Verabschiedung des Planungssicherstellungsgesetzes
im Bundestag ist eine tiefgreifende Beschädigung
von Demokratie und Umweltschutz


Blankes Entsetzen

vom Bundesverband der Bürgerinitiativen Umweltschutz BBU

Mit blankem Entsetzen hat der Bundesverband Bürgerinitiativen Umweltschutz e.V. (BBU) auf die Verabschiedung des Planungssicherstellungsgesetzes am späten Donnerstagabend (14.05.2020) im Bundestag durch CDU/CSU, SPD und FDP bei Enthaltung von BÜNDNIS 90/DIE GRÜNEN reagiert. In einem parlamentarischen Verfahren, das nur als ein von Anfang an abgekartetes Spiel bezeichnet werden kann, hatten die Fraktionen von CDU/CSU und SPD das Gesetz durchgepeitscht.

Kernpunkt des Planungssicherstellungsgesetzes ist die faktische Abschaffung des Erörterungstermins in allen relevanten umweltrechtlichen Verfahren, mindestens bis zum 31. März 2021. Dies ist ein schwerer, nicht zu rechtfertigender Eingriff in die demokratischen Rechte der Bevölkerung und in das Umweltrecht. So können umstrittene Großprojekte ohne eine effektive Bürgerbeteiligung durchgesetzt werden.

| Übung A |
Beantworten Sie anhand der Meldung zum Planungssicherstellungsgesetz diese Fragen:
(i) An welchem Tag wurde das Gesetz im Bundestag verabschiedet?
(ii) Welche Fraktion hat sich bei der Abstimmung enthalten?
(iii) Bis zu welchem Datum ist der Erörterungstermin mindestens faktisch abgeschafft?
| Übung B |
Schreiben Sie bitte aus der Meldung zum Planungssicherstellungsgesetz den Abschnitt von „Kernpunkt des Planungssicherstellungsgesetzes“ bis einschließlich „Bürgerbeteiligung durchgesetzt werden.“ wortgetreu ab.
Die Einträge stehen in keinem Zusammenhang mit der Meldung.

| Rohdaten |

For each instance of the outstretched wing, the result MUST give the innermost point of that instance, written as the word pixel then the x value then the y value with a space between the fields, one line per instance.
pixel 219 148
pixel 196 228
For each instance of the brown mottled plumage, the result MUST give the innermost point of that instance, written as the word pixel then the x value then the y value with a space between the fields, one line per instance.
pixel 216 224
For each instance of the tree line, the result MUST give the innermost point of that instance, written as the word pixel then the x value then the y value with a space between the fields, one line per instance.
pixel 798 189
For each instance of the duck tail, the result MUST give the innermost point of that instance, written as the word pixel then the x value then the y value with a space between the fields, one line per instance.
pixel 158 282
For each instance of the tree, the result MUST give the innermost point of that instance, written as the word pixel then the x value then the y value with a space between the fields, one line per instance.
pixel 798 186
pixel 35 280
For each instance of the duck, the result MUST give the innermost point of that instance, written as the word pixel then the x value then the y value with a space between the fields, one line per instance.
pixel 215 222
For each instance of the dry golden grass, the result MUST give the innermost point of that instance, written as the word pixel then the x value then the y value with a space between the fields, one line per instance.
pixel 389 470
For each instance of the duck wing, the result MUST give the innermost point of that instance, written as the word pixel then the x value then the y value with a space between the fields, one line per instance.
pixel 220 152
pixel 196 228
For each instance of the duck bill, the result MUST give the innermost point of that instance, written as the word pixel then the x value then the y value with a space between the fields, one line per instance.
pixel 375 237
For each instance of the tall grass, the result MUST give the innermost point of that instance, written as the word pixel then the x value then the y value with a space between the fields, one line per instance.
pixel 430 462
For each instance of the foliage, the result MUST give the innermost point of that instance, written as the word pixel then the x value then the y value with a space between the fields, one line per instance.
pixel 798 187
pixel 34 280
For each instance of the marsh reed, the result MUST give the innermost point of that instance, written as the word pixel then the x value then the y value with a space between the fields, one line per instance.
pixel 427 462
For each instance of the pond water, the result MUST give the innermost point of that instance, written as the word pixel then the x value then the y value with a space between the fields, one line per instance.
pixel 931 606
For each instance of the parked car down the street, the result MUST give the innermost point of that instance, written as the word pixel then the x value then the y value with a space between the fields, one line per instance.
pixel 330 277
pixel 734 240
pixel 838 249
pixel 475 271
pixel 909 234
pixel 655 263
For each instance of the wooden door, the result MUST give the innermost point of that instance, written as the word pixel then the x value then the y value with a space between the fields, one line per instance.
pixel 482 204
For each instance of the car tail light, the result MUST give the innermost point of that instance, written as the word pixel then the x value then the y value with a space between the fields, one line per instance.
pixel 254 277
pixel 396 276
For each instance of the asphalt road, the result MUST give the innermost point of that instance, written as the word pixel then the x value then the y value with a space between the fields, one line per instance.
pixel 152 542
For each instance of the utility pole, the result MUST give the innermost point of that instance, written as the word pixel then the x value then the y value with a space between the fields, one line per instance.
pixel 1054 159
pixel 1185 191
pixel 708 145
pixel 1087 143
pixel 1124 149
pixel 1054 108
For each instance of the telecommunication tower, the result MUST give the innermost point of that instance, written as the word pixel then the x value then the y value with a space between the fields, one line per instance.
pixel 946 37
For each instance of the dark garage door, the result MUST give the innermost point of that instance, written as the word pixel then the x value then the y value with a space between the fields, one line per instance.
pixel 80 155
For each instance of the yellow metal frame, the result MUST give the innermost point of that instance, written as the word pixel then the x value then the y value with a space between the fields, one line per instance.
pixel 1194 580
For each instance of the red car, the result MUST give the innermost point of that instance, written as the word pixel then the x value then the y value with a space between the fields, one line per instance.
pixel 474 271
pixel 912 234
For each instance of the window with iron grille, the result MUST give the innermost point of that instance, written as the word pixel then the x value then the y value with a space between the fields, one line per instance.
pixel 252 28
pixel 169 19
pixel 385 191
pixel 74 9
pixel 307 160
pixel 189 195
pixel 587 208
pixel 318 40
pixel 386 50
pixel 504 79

| Lösung A |
(i) Am späten Donnerstagabend, dem 14.05.2020.
(ii) BÜNDNIS 90/DIE GRÜNEN.
(iii) Bis zum 31. März 2021.

| Lösung B |
Kernpunkt des Planungssicherstellungsgesetzes ist die faktische Abschaffung des Erörterungstermins in allen relevanten umweltrechtlichen Verfahren, mindestens bis zum 31. März 2021. Dies ist ein schwerer, nicht zu rechtfertigender Eingriff in die demokratischen Rechte der Bevölkerung und in das Umweltrecht. So können umstrittene Großprojekte ohne eine effektive Bürgerbeteiligung durchgesetzt werden.